• [What you will do]
Copy out each line in the material below that contains the word "field".

• [Given records]
===============
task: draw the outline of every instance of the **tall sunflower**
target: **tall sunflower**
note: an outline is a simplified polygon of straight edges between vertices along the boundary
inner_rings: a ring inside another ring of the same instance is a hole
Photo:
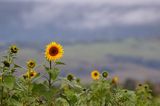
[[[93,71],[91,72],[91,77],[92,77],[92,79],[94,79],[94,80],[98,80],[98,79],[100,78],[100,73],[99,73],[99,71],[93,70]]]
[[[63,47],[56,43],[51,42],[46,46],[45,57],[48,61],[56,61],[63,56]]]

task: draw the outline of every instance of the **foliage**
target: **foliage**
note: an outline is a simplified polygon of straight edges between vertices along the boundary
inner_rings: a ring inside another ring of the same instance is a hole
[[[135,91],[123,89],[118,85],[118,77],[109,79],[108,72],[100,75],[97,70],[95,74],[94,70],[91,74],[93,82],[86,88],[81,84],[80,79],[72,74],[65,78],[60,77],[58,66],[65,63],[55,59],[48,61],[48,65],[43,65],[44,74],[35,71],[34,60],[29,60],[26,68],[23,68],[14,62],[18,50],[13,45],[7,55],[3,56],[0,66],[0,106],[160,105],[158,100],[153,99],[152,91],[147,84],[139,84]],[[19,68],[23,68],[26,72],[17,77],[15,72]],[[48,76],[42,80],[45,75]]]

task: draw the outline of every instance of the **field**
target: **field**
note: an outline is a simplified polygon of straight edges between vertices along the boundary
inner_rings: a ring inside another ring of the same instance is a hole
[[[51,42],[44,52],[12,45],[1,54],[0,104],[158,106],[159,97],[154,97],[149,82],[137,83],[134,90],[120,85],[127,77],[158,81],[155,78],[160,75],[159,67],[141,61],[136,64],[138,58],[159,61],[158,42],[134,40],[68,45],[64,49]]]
===============
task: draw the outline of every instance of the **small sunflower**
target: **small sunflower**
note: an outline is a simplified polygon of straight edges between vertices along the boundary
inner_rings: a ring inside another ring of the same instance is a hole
===============
• [In response]
task: draw the outline of every instance of the **field**
target: **field**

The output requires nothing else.